**Exercise brief:**
Quote exactly and only this range of lines in the data below: the line that holds "For the trial run, indicate each instance of the twig" to the line that holds "x=425 y=368", both included.

**Data for the task:**

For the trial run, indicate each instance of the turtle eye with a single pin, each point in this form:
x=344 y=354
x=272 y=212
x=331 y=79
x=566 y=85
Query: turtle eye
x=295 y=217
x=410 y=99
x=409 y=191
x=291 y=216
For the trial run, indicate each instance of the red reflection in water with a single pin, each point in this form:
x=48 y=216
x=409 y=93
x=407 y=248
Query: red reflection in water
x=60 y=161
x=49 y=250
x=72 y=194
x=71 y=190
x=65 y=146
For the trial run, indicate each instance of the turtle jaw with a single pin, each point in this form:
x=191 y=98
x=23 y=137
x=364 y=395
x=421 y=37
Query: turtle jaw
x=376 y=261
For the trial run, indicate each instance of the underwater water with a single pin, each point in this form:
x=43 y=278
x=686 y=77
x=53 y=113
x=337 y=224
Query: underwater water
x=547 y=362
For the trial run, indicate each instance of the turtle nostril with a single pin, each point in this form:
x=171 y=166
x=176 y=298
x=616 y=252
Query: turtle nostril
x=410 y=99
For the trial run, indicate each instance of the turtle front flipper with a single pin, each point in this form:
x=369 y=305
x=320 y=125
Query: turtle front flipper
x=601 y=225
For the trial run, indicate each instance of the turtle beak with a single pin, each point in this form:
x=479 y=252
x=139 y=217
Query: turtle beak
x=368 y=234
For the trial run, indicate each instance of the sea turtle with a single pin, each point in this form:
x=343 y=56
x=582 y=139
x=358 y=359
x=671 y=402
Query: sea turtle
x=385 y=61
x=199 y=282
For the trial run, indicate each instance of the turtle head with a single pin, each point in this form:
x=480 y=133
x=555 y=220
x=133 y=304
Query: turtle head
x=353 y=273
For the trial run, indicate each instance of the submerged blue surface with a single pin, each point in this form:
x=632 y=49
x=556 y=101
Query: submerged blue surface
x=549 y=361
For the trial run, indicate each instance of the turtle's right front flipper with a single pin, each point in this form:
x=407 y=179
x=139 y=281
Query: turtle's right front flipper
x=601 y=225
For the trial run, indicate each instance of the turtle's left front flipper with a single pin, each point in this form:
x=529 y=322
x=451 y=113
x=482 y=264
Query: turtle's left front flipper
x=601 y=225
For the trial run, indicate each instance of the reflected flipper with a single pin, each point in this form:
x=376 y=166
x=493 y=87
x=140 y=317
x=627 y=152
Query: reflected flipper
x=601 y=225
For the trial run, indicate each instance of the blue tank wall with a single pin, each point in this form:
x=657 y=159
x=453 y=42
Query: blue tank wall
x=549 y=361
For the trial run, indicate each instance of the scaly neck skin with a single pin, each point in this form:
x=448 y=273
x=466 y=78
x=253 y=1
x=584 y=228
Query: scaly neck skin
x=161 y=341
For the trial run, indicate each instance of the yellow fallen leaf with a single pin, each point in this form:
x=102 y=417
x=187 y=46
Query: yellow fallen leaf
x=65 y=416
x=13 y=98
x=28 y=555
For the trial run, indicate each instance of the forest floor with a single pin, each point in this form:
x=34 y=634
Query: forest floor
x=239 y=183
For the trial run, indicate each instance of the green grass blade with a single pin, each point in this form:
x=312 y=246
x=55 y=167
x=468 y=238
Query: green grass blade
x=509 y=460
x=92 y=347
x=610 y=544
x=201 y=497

* * *

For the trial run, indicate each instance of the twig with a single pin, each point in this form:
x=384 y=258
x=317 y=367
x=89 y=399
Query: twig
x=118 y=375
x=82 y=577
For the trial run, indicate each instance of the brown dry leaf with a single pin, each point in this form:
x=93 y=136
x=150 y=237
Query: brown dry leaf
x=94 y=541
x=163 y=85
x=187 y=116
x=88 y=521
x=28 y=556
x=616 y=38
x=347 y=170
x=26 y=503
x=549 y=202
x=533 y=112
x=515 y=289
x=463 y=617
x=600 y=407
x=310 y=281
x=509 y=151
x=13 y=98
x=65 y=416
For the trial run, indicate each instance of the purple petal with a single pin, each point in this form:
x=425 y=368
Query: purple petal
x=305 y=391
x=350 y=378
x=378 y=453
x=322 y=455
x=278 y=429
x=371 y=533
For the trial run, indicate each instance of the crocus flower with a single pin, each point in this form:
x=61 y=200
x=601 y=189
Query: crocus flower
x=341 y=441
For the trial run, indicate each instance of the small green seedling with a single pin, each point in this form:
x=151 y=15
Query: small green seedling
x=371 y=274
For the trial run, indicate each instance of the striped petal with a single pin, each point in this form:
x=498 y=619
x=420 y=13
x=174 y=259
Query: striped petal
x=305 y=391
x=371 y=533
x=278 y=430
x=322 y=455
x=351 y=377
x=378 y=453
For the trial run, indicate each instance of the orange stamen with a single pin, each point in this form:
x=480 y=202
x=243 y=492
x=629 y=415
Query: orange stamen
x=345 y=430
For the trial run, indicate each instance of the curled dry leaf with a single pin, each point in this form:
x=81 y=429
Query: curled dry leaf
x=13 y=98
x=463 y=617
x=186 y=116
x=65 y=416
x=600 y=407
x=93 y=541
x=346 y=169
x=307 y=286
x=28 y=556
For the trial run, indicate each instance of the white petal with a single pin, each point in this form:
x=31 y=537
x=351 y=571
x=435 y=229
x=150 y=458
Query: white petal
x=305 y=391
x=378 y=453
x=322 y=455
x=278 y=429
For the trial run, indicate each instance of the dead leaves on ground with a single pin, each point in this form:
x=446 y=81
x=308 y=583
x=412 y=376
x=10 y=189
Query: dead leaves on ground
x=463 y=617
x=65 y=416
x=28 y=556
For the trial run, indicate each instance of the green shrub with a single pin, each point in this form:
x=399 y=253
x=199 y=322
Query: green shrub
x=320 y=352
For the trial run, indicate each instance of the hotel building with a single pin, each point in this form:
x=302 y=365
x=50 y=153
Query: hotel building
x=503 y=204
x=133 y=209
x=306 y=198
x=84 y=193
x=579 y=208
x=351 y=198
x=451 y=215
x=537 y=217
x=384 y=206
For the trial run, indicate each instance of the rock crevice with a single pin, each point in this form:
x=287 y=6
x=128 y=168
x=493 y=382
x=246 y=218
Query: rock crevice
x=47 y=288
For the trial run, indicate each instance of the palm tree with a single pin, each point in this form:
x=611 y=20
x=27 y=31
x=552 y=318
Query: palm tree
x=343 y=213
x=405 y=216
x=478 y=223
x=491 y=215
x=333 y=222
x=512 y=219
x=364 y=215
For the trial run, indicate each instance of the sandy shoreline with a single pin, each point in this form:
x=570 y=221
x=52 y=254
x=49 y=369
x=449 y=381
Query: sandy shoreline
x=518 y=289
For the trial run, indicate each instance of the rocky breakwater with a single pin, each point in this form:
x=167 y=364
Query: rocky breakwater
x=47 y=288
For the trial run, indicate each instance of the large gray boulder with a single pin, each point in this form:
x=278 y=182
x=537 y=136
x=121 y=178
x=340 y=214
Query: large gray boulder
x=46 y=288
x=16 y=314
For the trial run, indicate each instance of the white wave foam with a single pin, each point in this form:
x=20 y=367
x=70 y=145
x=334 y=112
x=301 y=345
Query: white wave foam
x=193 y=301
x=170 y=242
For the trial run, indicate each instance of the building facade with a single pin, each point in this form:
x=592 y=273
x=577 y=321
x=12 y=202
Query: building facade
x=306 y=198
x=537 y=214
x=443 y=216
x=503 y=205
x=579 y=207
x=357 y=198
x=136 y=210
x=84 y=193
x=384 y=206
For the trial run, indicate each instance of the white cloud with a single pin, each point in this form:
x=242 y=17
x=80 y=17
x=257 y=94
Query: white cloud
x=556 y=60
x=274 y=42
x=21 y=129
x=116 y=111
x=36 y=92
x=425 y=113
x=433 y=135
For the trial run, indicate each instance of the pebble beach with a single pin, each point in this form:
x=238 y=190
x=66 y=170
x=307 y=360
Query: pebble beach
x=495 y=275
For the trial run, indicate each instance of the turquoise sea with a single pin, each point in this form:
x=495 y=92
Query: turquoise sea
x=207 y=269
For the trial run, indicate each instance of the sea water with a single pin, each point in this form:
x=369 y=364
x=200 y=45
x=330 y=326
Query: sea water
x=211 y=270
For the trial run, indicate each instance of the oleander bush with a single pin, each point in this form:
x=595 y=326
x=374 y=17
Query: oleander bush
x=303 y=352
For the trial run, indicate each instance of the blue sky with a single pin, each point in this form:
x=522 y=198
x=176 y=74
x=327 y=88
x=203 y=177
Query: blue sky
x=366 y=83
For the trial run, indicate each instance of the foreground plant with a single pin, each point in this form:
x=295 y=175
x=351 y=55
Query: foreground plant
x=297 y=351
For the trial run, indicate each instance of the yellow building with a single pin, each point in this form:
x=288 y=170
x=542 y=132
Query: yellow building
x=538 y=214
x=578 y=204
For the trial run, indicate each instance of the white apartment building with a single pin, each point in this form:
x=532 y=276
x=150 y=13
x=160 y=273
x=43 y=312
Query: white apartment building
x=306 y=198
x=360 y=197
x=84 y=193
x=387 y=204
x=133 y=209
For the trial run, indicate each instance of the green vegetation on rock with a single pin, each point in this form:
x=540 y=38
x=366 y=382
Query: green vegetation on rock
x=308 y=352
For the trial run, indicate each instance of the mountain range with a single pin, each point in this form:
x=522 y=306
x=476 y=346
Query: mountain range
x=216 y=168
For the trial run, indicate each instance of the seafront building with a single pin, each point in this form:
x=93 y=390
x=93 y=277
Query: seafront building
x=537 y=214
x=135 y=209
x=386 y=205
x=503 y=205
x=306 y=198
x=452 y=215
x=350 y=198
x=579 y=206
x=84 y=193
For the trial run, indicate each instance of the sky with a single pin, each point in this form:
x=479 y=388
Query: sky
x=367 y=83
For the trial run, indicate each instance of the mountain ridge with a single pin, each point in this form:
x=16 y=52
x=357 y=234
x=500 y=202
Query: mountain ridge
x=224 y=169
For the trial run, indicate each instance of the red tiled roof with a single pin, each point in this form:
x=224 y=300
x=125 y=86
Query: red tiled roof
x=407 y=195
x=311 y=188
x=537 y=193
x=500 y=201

...

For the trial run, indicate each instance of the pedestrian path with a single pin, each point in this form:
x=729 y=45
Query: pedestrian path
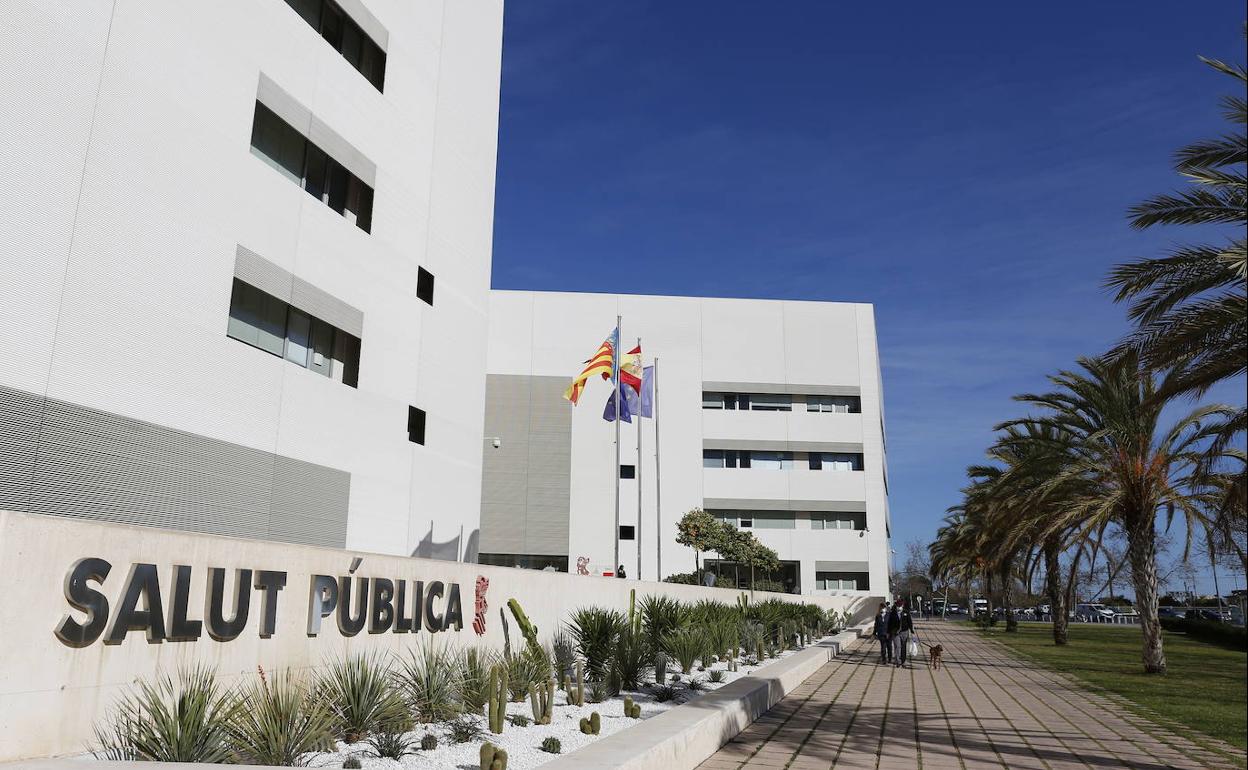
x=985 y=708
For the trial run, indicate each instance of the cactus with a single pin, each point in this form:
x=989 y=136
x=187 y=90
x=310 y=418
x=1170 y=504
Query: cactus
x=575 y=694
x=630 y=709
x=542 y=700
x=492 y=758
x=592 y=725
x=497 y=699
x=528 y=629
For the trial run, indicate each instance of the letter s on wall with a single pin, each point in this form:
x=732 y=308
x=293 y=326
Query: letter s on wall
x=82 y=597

**Task result:**
For the trial run, indicate each instance of the twig with a single pin, each point in this form:
x=384 y=258
x=317 y=367
x=89 y=399
Query: twig
x=118 y=375
x=82 y=577
For the trial run, indicate each instance of the brown dry leaf with a single pin, each point in this form:
x=93 y=136
x=150 y=237
Query: brown dry leaf
x=94 y=541
x=163 y=85
x=187 y=116
x=88 y=521
x=28 y=556
x=616 y=38
x=347 y=170
x=26 y=503
x=549 y=202
x=533 y=112
x=515 y=289
x=463 y=617
x=600 y=407
x=310 y=281
x=509 y=151
x=13 y=98
x=65 y=416
For the trial run, indicate each instance of the purple petal with a single pin, each point in this form:
x=425 y=368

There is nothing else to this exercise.